- [TASK DETAILS]
Working from the material below, print the lines from the line holding "the white fuselage" through its final line, inclusive, exactly and with nothing else; pictures are excluded.

══ RECORDS TO USE

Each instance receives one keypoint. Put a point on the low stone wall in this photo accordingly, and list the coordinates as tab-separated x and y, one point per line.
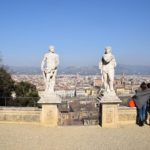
126	115
20	114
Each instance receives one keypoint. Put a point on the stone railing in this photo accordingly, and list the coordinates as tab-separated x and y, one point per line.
20	114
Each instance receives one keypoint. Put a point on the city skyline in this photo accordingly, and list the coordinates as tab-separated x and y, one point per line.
80	30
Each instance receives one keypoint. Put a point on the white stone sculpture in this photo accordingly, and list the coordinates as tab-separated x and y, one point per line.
49	66
107	65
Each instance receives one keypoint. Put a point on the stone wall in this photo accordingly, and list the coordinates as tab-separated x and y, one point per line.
20	114
126	115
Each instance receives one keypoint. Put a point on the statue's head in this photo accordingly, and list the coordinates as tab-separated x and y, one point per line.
52	49
108	49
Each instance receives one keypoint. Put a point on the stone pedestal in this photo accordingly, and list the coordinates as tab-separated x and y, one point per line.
50	113
109	110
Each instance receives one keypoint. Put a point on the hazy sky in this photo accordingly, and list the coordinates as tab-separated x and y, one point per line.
79	29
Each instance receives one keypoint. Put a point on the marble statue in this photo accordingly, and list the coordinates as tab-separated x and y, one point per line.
107	65
49	69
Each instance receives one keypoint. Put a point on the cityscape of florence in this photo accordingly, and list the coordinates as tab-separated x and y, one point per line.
74	75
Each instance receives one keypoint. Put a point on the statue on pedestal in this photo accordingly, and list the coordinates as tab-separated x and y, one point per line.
49	69
49	66
107	65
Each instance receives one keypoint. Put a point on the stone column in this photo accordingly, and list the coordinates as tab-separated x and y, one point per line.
50	113
109	110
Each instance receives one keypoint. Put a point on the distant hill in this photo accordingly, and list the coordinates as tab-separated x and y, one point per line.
87	70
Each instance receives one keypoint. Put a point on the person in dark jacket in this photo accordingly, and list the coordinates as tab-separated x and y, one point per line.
142	96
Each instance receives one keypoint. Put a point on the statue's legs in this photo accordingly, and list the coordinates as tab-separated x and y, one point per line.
105	81
111	79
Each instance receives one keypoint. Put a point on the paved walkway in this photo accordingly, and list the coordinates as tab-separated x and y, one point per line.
35	137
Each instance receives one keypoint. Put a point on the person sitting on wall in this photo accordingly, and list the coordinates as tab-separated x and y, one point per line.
142	96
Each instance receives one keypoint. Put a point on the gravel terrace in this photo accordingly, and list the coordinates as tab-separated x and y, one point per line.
36	137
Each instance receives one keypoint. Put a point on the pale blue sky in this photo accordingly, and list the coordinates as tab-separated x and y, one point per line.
79	29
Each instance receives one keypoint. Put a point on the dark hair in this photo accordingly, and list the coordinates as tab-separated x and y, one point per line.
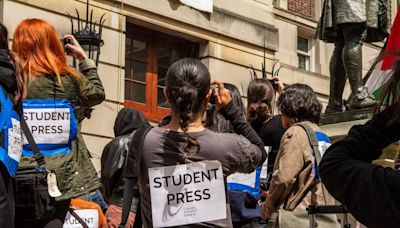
187	84
298	101
215	121
260	94
20	92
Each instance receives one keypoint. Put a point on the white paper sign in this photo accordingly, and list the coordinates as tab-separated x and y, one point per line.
89	216
248	179
48	125
202	5
188	193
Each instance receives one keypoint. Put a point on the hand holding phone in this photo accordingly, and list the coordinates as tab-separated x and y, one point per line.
221	95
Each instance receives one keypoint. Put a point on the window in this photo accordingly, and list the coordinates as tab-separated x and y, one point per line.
148	54
304	53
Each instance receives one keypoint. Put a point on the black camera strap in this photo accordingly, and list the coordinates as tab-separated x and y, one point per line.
25	129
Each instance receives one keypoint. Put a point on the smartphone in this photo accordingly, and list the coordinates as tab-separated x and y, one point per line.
67	40
213	87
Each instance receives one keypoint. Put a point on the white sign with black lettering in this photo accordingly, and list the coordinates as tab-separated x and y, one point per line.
48	125
188	193
89	216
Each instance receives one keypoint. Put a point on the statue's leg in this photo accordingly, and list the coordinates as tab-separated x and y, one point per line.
354	35
337	78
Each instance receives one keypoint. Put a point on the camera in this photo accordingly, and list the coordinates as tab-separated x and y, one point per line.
274	85
67	40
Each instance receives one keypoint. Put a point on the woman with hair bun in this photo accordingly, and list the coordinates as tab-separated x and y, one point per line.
185	141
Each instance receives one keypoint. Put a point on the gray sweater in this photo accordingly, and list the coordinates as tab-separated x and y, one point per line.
236	153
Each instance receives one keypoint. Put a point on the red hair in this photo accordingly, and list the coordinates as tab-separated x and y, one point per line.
38	45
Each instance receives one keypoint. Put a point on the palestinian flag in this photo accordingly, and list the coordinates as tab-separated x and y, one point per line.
381	70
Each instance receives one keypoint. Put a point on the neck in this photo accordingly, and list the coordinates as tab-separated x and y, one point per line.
196	124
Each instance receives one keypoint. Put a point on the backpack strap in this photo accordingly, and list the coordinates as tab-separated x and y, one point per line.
131	175
317	155
77	217
38	156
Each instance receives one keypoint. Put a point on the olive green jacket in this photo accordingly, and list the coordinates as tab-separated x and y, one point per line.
75	172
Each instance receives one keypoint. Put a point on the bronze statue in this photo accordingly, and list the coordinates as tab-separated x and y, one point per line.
348	24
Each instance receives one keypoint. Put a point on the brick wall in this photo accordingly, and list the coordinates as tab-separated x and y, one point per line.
304	8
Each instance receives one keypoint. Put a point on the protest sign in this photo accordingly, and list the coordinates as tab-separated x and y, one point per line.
187	193
89	216
48	125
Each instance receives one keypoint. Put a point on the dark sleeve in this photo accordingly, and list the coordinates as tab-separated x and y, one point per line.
110	172
370	192
232	113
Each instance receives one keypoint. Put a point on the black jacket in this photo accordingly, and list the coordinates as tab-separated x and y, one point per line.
115	152
370	192
7	80
271	133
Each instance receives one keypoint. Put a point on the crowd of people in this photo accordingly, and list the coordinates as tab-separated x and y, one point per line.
212	162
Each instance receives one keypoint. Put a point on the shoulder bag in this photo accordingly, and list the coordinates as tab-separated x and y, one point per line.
32	199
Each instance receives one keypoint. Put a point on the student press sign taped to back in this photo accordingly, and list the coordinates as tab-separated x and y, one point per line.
188	193
52	123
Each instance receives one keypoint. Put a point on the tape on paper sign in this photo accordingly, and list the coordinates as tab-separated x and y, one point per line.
187	193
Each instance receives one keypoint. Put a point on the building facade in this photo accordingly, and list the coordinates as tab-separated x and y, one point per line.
142	38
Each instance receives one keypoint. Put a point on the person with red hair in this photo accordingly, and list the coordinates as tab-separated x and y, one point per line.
11	86
50	81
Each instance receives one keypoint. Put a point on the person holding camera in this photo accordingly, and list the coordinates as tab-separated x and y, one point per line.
54	84
194	161
12	88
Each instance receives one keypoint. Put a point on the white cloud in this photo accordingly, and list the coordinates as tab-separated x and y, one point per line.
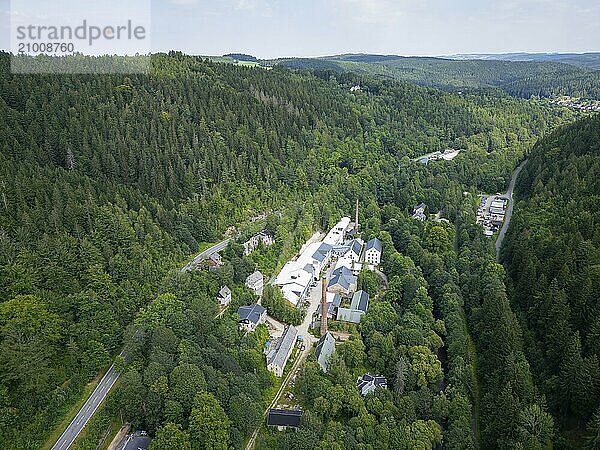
184	2
372	11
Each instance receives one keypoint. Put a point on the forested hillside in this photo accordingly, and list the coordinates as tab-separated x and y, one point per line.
521	79
553	259
109	183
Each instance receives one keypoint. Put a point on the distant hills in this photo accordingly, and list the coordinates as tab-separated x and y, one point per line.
589	60
518	75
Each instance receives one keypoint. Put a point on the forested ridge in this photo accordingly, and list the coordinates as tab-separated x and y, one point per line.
110	182
521	79
553	258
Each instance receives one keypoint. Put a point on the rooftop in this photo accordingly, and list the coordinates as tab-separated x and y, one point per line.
251	313
376	244
360	301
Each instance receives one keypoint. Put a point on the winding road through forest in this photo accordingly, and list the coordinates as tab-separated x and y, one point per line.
110	378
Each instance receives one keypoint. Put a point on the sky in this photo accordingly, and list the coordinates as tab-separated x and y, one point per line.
303	28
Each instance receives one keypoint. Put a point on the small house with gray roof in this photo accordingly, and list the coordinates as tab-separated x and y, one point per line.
373	251
324	350
251	316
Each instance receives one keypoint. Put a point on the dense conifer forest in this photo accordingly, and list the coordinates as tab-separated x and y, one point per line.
110	183
553	256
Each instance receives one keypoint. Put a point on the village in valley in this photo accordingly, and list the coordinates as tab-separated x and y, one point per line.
322	282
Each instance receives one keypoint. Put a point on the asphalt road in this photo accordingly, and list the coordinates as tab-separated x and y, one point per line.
91	405
205	254
509	196
87	411
134	442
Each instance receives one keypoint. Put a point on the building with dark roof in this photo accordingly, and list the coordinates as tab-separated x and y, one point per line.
356	247
224	296
325	348
251	316
343	281
278	356
368	383
360	301
358	307
284	418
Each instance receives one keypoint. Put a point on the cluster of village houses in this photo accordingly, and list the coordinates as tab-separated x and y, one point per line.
341	255
490	214
446	155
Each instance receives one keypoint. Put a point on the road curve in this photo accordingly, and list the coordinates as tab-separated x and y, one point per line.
111	376
205	254
509	195
87	411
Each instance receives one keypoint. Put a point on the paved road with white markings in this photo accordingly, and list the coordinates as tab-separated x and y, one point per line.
205	254
509	196
87	411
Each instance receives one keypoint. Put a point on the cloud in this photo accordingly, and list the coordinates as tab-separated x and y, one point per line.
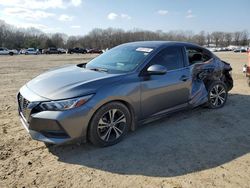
41	4
65	18
125	16
27	13
76	3
75	26
162	12
34	4
190	14
112	16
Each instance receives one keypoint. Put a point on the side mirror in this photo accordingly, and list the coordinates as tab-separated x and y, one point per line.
156	70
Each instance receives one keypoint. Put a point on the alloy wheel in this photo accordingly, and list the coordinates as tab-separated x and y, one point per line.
218	95
111	125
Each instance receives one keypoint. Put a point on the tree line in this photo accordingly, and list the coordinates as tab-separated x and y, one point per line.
15	38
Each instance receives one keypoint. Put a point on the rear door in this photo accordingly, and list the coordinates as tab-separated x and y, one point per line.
162	92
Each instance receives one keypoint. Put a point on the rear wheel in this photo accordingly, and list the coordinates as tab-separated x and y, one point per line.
109	124
217	95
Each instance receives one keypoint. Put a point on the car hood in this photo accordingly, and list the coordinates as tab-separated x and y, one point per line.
69	82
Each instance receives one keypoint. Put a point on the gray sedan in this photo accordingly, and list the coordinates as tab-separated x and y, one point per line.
129	85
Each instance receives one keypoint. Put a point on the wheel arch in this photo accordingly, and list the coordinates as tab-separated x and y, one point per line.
124	102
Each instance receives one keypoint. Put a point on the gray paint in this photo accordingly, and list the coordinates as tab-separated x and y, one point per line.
148	96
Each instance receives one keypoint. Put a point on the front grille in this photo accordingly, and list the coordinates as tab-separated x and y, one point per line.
23	106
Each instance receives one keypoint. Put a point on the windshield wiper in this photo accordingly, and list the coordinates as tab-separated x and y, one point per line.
99	69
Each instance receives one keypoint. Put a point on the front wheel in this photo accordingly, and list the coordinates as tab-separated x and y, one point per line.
109	124
217	95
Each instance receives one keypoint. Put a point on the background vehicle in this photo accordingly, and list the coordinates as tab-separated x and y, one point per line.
95	51
62	51
31	51
5	51
77	50
51	50
130	84
241	50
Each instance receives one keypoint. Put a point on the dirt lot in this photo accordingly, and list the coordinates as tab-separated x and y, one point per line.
197	148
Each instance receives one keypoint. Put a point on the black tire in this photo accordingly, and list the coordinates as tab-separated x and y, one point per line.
105	132
217	95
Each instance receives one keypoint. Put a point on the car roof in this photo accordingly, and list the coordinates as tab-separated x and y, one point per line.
158	44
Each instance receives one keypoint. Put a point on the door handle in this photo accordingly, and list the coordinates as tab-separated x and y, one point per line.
184	78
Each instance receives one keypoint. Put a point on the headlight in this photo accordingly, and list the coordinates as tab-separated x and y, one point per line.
65	104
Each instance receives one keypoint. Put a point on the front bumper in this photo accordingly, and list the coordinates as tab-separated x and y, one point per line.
56	127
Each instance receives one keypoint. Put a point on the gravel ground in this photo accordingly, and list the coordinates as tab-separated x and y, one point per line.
195	148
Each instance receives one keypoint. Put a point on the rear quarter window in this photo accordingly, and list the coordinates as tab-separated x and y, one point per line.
197	55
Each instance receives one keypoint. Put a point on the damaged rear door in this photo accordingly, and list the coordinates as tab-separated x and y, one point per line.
163	93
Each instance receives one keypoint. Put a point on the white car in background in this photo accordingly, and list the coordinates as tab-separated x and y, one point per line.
31	51
5	51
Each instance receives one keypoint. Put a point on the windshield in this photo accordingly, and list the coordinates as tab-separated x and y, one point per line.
120	59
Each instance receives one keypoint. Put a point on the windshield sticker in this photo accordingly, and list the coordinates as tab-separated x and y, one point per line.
146	50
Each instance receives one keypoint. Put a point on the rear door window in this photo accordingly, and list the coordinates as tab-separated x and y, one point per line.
170	57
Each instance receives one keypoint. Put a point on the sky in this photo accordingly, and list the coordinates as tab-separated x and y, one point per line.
78	17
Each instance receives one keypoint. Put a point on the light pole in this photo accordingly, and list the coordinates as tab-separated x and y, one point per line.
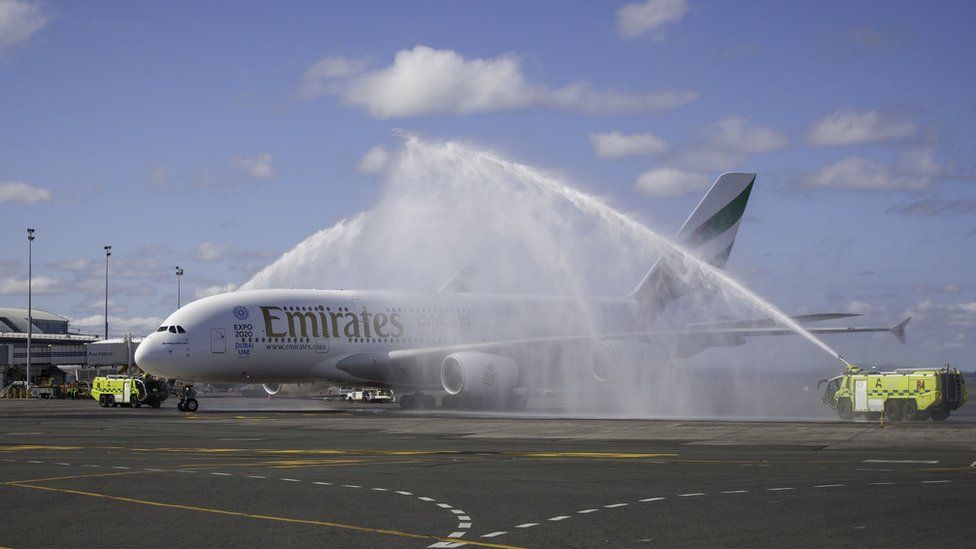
108	252
179	287
30	314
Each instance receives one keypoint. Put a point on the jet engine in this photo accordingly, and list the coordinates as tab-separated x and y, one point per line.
478	374
609	355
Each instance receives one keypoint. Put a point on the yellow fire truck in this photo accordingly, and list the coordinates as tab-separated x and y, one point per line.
122	390
905	393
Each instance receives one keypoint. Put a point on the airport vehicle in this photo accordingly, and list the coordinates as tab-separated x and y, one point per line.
122	390
478	348
370	395
905	393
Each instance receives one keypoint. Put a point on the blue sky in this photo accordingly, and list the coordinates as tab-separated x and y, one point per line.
218	135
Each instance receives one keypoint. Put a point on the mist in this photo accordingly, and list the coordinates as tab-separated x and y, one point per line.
520	230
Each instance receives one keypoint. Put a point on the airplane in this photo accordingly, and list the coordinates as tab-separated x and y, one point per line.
478	348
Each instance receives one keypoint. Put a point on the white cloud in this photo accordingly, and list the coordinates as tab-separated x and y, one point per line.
427	81
39	285
649	17
375	160
617	145
23	193
209	251
860	128
214	290
914	170
662	182
18	21
258	167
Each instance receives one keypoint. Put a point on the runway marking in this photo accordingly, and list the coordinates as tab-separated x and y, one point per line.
922	461
273	518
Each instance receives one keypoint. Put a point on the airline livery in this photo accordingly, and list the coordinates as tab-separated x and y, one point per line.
480	349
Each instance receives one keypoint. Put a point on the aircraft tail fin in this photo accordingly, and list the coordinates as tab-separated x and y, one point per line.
708	233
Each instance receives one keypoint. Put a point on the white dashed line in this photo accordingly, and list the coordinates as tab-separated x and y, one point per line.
922	461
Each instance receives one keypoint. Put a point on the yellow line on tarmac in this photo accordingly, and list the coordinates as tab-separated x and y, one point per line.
68	477
339	525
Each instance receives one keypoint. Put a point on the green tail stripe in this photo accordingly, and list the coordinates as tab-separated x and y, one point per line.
723	219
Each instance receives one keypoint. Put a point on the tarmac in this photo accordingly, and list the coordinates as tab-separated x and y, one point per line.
301	472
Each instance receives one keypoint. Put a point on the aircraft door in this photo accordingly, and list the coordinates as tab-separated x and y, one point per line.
218	340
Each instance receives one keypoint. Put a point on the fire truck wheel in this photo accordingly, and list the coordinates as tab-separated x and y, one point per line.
892	409
844	410
908	409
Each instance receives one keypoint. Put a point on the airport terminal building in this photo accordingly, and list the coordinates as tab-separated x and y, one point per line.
52	345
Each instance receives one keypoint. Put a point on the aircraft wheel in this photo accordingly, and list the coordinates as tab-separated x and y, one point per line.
892	409
844	410
909	409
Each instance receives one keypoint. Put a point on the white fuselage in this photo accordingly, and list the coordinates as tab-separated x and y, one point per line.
283	336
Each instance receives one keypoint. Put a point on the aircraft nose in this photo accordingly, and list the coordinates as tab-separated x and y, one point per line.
150	356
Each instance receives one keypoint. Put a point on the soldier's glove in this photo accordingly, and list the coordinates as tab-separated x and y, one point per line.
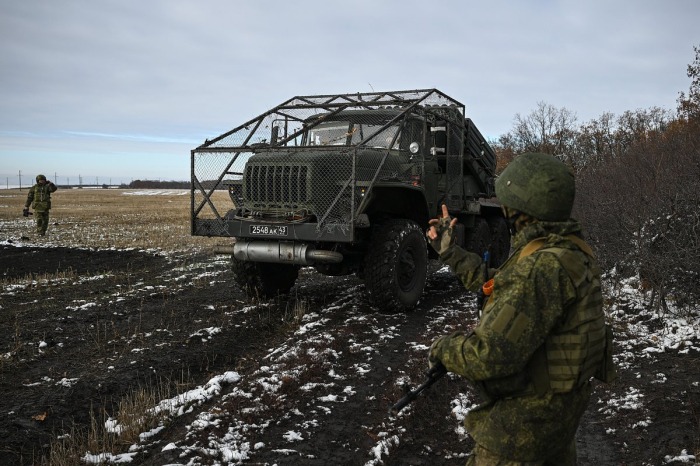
440	234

════

- [TASK OUTPUT]
Each instance receives one keypoint. Put a point on the white fuselage in this photo accordingly, and list the coordinates as tab-separated x and y, one point per line.
283	336
Each instance receives one keypoint. Put a point on the aircraft nose in this photo accordingly, and list the coordinates as tab-separated x and y, one point per line.
150	356
Each instance receives one keypoint. Put a point on the soldier's glove in this photo accordingly, and list the coordinates as tab-separated x and y, one point per line.
440	234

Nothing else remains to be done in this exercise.